Stated task: Which lines in the rows below contain the word "machine"? Extract each of them in full.
..........
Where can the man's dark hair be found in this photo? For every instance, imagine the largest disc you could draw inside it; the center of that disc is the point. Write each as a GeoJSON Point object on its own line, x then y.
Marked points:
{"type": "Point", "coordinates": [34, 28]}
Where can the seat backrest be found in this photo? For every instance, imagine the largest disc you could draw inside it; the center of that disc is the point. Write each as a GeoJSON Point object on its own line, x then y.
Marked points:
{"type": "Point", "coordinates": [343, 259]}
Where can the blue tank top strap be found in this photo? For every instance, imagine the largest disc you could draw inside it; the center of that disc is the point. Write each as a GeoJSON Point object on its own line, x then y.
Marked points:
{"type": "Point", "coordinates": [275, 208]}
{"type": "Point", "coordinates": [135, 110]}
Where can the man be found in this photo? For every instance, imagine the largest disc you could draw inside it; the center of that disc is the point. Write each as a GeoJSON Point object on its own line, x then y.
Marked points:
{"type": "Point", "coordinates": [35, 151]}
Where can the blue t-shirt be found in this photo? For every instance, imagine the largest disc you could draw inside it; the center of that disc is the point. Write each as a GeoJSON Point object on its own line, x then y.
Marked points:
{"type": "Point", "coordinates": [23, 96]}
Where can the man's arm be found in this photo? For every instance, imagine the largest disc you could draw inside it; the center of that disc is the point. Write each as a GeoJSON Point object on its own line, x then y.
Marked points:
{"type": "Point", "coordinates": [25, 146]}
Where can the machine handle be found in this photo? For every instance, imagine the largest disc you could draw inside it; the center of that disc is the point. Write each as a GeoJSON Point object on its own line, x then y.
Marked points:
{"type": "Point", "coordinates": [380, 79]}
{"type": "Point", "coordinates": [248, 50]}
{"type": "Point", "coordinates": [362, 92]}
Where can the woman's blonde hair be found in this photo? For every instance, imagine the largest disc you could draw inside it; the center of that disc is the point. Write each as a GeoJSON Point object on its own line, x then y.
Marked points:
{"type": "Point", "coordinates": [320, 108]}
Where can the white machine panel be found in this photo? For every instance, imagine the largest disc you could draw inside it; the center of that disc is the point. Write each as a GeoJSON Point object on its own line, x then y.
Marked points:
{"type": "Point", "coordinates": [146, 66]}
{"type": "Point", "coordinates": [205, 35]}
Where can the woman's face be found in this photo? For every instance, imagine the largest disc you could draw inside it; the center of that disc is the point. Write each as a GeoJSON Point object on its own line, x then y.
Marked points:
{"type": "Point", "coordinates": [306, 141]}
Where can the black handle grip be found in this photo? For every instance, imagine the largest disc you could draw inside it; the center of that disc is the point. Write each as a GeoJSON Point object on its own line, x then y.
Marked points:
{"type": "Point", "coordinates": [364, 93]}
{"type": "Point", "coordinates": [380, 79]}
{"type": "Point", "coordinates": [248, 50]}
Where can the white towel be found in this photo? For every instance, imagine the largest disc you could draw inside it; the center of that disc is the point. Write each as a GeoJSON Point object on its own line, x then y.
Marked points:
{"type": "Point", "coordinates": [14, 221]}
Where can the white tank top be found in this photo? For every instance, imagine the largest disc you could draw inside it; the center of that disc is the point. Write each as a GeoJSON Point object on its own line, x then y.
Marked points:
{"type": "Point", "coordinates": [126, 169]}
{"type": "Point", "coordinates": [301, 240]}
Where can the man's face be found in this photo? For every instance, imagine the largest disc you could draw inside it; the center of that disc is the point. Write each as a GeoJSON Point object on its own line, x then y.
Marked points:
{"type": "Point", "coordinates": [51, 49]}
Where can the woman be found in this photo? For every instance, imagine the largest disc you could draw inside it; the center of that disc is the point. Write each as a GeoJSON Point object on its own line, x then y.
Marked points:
..........
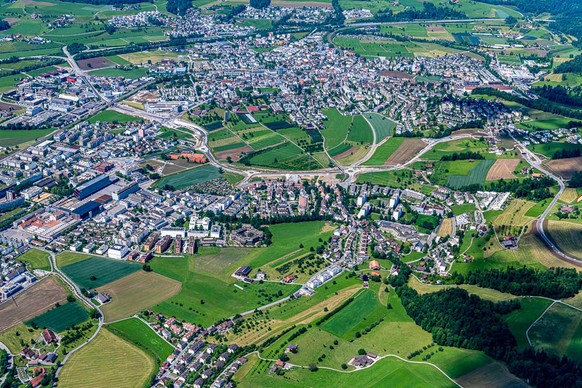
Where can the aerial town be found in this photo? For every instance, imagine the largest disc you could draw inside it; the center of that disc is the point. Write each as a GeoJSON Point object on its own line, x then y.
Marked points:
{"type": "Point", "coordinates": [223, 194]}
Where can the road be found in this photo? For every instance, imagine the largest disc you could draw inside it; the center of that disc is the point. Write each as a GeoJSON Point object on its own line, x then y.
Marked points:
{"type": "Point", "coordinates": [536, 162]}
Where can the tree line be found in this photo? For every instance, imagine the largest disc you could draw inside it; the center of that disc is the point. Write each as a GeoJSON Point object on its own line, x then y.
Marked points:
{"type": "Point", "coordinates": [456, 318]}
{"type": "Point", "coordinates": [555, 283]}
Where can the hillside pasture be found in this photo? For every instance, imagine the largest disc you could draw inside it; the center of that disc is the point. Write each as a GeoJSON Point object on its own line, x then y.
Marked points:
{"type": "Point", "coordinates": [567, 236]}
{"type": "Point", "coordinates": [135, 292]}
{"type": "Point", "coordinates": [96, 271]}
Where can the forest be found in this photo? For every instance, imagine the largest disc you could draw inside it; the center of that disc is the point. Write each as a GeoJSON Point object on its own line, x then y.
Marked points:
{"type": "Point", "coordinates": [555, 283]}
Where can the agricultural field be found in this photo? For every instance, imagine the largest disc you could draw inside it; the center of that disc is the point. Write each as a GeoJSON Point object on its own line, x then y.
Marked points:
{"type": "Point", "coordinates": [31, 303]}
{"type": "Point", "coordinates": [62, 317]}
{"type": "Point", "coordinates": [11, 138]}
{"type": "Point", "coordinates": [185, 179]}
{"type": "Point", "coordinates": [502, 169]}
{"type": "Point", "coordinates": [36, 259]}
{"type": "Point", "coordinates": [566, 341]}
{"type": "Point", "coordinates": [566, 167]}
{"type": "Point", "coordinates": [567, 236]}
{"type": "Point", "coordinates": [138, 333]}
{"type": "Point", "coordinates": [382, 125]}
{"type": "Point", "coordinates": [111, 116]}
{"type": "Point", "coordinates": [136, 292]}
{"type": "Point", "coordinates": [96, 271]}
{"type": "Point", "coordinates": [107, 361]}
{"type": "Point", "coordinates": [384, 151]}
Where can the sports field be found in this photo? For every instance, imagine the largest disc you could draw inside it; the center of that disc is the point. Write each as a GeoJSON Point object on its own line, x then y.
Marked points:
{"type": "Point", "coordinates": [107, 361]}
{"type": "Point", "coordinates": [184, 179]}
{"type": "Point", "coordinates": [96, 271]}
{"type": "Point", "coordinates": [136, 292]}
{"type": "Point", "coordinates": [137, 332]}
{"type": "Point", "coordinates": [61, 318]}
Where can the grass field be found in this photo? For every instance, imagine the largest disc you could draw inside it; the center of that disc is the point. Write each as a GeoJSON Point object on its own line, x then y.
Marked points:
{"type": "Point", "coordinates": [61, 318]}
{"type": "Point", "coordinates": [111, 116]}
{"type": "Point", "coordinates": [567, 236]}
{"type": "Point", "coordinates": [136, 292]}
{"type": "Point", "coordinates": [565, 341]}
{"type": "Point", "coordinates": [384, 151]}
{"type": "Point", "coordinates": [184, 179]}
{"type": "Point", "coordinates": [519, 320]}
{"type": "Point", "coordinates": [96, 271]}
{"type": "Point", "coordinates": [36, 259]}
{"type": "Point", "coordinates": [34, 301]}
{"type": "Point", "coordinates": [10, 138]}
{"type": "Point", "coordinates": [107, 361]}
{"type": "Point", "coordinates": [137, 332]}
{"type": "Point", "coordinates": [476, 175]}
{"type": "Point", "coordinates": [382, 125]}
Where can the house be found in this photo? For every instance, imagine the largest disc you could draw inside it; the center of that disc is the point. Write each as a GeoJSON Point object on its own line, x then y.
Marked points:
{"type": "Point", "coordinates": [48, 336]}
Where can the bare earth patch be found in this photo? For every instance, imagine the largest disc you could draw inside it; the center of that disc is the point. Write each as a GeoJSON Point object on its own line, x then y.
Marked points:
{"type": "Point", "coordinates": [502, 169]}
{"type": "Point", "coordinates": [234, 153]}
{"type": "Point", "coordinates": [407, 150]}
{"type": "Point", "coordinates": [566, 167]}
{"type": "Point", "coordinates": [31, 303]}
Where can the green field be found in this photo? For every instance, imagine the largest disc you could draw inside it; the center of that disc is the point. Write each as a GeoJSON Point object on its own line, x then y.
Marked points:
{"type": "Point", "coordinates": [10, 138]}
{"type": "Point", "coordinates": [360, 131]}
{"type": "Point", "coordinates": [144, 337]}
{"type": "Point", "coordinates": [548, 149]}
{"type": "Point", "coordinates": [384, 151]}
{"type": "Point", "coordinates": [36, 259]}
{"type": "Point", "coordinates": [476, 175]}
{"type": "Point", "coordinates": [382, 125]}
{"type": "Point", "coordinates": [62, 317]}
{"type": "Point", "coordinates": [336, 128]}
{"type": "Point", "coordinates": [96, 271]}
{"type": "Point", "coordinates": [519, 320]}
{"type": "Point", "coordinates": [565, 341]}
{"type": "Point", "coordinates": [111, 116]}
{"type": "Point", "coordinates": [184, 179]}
..........
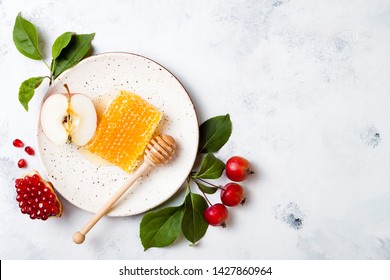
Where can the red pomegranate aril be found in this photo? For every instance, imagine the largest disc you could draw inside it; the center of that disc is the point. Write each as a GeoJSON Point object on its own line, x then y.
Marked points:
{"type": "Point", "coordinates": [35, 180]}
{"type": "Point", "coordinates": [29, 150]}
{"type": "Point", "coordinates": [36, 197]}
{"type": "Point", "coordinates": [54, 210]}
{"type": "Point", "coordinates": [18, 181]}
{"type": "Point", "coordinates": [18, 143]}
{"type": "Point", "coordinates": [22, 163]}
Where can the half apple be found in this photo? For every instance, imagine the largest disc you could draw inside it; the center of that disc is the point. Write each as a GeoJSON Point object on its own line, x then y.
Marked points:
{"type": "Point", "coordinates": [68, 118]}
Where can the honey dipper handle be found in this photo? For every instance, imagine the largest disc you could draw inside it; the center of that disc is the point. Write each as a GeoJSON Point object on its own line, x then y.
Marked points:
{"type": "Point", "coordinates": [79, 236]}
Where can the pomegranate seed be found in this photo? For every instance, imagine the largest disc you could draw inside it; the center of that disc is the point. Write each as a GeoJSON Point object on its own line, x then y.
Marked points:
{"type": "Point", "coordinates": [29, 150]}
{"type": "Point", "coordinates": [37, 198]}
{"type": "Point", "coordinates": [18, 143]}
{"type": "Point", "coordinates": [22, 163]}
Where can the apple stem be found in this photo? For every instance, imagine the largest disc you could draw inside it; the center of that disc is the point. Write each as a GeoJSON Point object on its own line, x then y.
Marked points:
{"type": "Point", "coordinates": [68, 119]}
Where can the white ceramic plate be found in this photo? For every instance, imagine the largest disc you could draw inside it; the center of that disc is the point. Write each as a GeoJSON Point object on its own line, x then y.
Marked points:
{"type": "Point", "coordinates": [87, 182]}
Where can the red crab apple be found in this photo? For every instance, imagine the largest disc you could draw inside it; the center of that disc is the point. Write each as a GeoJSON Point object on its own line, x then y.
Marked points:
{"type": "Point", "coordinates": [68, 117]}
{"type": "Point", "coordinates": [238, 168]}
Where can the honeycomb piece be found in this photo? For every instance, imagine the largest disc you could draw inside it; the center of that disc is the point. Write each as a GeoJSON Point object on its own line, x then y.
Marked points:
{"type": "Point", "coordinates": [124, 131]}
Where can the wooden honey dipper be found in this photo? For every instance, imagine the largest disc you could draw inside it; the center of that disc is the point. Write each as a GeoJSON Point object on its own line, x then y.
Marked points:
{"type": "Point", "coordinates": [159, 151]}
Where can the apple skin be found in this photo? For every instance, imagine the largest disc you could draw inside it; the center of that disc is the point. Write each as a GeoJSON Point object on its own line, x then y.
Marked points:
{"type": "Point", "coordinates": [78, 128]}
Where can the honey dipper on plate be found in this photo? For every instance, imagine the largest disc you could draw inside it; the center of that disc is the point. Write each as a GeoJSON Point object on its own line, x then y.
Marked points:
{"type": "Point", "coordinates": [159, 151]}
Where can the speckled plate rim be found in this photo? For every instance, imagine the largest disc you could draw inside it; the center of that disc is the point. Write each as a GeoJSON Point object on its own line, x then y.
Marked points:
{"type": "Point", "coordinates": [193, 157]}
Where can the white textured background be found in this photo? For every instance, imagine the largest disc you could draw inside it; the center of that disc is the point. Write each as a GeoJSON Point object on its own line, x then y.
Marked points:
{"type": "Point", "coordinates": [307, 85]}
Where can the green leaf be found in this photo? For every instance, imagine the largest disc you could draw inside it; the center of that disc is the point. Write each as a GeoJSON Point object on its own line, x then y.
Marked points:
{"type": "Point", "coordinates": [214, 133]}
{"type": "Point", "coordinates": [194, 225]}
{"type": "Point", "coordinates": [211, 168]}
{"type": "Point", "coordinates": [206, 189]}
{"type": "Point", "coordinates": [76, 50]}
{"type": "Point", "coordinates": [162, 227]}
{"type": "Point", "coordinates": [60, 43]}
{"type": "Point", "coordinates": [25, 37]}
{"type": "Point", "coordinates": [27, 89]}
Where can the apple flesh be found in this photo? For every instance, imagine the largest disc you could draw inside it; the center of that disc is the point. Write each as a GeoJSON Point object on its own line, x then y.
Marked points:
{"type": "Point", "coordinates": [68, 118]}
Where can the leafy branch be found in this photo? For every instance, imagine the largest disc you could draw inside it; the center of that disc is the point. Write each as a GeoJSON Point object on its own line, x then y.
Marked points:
..........
The completed task:
Where can the machine handle be found in this photo? For every instance, imagine the largest disc you could draw inside it; the center of that disc is the point. Write each as a GeoJSON Point object on its own line, x then y.
Where can the white machine panel be found in this photo? For every instance, imagine the largest disc you could draw inside it; the center of that disc is the point. Write each as a GeoJSON Point object on its own line, x then y.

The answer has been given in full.